■ Enregistrements contenus dans un jeu de données
┄┄┄┄┄┄┄┄┄┄
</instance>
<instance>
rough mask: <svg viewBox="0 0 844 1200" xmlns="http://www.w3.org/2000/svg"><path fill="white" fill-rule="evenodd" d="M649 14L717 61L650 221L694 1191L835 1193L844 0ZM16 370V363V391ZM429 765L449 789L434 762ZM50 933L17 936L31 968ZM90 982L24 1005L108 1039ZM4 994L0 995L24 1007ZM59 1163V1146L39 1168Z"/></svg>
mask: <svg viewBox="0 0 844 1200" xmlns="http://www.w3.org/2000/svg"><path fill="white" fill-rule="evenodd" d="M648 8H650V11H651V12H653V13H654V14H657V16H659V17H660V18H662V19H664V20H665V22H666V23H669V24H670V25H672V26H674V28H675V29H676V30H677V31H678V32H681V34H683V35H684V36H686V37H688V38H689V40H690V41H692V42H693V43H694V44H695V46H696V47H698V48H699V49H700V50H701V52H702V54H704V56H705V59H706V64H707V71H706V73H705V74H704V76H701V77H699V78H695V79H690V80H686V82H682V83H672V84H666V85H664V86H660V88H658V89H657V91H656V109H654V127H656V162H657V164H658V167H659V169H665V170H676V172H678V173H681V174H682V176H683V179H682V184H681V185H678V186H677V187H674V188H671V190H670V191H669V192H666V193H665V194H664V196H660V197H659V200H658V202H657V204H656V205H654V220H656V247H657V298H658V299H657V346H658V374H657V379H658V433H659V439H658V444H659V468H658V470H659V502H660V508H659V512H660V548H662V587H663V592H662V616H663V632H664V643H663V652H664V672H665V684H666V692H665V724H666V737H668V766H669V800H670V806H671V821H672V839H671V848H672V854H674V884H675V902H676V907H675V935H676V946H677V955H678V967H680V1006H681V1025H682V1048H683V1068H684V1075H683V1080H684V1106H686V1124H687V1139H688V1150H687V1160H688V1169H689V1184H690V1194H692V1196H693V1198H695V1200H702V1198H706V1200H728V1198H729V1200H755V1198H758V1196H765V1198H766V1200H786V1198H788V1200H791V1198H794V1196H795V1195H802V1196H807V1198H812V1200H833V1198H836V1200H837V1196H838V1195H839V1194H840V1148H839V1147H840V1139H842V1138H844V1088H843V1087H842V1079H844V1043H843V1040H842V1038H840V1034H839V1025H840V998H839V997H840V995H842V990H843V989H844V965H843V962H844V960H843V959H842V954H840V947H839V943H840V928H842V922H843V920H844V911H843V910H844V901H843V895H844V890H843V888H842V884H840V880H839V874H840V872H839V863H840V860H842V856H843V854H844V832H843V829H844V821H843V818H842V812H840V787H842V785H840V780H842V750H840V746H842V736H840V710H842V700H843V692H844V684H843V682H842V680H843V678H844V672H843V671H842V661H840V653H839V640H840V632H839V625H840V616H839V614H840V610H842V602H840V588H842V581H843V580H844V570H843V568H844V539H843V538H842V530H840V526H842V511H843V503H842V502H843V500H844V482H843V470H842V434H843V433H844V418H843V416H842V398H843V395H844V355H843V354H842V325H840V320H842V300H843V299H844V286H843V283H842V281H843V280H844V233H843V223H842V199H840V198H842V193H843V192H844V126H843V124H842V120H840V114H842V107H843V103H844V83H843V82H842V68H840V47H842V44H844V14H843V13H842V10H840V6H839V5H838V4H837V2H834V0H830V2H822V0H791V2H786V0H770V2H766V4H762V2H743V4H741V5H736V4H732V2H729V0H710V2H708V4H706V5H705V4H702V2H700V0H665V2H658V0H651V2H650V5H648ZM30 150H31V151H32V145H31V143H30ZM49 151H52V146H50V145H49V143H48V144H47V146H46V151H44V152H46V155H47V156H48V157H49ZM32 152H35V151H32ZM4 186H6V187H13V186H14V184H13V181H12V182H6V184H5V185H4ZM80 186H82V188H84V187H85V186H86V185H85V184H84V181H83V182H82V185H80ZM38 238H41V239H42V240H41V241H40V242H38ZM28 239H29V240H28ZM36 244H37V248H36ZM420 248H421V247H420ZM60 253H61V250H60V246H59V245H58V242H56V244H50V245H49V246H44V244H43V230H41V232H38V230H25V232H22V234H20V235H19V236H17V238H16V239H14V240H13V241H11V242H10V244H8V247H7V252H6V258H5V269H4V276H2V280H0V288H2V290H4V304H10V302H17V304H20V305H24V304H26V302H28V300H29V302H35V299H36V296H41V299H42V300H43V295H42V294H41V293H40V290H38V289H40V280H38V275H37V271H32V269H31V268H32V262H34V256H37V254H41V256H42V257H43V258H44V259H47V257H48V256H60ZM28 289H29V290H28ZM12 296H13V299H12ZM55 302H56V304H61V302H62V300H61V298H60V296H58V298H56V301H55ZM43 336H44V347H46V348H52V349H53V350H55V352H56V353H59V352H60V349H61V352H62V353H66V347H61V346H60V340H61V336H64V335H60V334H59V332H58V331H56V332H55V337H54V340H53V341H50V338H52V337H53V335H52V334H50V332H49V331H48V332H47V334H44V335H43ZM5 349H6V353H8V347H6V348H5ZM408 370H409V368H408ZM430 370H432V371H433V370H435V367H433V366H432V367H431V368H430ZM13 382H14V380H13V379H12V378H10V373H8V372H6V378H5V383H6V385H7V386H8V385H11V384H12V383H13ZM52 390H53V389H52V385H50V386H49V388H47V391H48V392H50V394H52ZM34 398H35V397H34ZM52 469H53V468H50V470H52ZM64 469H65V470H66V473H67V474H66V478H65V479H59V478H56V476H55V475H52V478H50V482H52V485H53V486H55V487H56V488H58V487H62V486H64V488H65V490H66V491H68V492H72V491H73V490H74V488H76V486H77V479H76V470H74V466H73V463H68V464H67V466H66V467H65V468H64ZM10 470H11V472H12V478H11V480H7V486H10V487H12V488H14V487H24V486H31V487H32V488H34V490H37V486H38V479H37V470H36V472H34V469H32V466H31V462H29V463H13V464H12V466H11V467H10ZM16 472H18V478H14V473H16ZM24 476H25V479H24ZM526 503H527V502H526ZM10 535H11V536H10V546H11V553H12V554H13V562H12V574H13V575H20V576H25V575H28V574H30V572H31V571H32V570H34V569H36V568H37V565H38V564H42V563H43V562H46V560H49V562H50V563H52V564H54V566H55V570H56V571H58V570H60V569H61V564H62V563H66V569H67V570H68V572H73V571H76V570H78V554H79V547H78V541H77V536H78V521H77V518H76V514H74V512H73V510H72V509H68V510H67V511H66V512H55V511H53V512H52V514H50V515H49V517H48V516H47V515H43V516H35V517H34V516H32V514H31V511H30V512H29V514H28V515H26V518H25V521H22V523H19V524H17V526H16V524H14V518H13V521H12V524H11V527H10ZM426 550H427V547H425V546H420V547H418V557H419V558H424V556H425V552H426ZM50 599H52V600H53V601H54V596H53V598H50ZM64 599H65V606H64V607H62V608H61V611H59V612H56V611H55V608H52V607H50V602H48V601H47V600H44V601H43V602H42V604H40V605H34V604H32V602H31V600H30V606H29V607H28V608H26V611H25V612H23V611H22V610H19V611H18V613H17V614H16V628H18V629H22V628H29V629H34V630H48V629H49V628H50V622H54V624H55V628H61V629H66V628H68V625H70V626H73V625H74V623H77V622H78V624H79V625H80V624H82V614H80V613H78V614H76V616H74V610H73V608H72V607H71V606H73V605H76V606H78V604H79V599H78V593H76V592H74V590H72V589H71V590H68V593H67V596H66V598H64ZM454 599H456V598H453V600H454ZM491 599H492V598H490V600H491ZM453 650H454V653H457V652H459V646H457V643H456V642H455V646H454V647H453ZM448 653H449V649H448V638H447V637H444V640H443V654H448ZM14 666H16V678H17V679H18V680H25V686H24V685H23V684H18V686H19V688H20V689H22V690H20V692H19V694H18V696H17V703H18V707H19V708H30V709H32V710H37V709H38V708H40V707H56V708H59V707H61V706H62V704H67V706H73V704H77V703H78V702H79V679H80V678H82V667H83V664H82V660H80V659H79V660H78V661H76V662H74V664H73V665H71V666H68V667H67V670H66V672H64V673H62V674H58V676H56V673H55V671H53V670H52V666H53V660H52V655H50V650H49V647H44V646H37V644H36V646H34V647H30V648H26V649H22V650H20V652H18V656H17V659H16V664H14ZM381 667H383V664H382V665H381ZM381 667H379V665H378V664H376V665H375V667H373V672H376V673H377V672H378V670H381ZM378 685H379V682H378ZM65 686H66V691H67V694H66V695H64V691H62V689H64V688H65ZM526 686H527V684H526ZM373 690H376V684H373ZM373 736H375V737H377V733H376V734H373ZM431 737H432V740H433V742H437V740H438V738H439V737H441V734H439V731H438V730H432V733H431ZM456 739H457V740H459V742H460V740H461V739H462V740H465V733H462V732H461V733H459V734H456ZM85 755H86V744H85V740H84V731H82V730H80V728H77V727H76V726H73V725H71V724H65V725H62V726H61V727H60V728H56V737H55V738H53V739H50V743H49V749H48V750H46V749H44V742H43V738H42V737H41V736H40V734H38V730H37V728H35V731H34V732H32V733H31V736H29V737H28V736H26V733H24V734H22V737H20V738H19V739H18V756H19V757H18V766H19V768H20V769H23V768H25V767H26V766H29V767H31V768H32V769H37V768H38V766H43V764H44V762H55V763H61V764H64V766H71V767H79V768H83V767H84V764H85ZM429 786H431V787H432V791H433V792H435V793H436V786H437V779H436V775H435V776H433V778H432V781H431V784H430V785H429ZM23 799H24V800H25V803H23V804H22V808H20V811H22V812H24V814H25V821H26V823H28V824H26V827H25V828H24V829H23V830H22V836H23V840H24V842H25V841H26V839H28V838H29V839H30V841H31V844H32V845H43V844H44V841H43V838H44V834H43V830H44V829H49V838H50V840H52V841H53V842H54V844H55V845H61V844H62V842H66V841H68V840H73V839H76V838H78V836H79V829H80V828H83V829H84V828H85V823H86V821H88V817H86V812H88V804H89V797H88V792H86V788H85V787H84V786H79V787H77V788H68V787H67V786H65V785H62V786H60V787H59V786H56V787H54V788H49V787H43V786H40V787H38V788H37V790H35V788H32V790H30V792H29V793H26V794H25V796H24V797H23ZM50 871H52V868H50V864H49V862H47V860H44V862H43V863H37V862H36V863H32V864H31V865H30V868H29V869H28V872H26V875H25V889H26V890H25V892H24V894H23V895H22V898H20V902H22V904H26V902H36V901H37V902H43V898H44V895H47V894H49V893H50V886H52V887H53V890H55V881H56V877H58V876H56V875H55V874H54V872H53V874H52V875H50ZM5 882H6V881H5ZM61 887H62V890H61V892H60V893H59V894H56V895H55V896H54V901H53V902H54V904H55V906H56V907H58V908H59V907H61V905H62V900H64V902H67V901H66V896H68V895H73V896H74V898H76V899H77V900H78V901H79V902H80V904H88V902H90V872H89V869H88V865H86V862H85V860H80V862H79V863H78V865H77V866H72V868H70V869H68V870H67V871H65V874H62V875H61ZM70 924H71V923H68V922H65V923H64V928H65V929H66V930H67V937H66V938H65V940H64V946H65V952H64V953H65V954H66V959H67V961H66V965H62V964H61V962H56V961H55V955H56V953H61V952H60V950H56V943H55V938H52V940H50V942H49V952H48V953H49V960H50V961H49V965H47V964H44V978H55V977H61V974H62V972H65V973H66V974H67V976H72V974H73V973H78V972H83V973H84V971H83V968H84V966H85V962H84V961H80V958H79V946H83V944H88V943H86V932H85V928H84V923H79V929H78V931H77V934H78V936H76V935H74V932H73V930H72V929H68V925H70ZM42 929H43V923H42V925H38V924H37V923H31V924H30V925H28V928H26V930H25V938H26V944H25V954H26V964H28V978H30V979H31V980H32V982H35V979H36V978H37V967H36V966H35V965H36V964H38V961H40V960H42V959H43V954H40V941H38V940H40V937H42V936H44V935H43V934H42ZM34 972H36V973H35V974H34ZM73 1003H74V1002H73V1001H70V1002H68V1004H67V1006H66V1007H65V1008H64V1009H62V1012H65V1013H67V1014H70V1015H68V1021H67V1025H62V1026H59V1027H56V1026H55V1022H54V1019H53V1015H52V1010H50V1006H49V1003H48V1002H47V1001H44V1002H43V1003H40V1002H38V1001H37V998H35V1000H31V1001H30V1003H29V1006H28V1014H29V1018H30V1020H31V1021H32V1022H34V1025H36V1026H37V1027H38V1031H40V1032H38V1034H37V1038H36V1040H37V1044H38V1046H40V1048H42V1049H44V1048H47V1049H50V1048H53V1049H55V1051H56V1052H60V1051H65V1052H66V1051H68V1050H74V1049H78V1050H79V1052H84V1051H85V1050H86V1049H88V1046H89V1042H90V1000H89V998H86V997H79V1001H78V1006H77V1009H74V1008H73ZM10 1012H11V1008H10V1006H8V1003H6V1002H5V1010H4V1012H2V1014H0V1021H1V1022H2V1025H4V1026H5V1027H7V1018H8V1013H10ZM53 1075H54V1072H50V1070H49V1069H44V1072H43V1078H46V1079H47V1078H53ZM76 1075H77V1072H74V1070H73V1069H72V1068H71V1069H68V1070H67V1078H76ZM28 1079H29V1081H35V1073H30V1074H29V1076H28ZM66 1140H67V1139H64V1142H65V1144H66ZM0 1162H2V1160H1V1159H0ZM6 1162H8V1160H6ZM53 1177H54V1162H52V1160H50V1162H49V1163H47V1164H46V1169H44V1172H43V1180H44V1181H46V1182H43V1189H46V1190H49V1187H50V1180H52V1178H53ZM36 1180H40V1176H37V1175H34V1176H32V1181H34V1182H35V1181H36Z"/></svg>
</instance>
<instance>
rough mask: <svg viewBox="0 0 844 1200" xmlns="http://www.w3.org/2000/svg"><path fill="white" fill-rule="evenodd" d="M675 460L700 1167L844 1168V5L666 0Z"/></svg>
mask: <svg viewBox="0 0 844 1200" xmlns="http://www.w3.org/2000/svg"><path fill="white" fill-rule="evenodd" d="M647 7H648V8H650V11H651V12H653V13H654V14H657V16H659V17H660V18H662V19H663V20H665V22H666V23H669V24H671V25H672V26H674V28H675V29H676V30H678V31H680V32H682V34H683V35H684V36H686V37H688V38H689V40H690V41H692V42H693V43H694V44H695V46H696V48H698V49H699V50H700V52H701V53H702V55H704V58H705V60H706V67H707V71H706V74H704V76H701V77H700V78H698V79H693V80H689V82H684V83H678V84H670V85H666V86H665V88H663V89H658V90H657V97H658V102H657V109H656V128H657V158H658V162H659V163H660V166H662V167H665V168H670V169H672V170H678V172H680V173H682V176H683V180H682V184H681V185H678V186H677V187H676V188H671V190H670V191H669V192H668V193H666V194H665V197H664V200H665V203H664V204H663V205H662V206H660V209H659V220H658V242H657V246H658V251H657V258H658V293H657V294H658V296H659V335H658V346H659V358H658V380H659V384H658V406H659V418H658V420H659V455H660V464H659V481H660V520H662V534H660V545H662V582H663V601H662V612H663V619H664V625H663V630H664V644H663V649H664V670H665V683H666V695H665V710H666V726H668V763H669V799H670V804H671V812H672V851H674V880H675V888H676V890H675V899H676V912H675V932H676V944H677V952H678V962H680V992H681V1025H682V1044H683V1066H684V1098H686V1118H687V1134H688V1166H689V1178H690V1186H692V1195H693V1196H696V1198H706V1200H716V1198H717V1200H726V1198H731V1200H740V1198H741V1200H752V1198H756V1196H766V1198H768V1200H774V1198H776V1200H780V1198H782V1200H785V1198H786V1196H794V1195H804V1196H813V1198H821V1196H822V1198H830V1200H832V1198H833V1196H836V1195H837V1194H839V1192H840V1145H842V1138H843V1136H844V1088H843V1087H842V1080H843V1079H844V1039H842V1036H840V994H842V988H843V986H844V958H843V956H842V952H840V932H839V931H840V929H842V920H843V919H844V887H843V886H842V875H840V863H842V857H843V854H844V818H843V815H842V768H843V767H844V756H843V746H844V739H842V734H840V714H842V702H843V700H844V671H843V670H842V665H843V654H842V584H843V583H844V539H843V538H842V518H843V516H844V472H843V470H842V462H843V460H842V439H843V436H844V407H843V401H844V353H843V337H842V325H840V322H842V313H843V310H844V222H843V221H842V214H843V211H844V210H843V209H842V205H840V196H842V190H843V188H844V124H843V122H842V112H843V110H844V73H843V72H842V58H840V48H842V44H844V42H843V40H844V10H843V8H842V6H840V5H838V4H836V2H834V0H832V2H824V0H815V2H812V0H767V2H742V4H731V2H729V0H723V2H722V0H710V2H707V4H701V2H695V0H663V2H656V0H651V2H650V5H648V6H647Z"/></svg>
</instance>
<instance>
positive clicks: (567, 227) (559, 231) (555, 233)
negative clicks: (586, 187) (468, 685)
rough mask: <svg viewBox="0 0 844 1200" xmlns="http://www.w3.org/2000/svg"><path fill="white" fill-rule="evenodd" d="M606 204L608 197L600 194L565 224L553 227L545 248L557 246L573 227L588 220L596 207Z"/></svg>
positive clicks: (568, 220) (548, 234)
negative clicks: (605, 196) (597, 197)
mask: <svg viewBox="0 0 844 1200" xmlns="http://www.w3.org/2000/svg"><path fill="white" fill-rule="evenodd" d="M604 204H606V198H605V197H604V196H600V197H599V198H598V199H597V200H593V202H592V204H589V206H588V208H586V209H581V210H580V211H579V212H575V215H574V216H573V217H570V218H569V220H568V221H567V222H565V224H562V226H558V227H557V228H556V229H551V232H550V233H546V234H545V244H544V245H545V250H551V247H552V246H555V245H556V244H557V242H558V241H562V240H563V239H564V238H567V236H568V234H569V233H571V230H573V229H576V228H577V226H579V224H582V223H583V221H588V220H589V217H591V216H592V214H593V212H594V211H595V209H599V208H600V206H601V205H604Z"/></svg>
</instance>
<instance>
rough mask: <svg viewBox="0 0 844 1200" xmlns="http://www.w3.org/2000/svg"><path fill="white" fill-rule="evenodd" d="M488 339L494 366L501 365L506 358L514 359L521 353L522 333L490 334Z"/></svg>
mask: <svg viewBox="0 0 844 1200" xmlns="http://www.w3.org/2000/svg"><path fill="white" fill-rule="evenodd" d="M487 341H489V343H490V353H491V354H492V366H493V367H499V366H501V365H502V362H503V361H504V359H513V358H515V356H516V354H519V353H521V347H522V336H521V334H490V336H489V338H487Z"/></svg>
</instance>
┄┄┄┄┄┄┄┄┄┄
■ Tâche à réaliser
Mettez sous forme de liste numérotée le passage des enregistrements allant du début jusqu'à la ligne contenant « 14L717 61L650 221L694 » incluse, sans les lignes vides.

■ Votre solution
1. </instance>
2. <instance>
3. rough mask: <svg viewBox="0 0 844 1200" xmlns="http://www.w3.org/2000/svg"><path fill="white" fill-rule="evenodd" d="M649 14L717 61L650 221L694 1191L835 1193L844 0ZM16 370V363V391ZM429 765L449 789L434 762ZM50 933L17 936L31 968ZM90 982L24 1005L108 1039ZM4 994L0 995L24 1007ZM59 1163V1146L39 1168Z"/></svg>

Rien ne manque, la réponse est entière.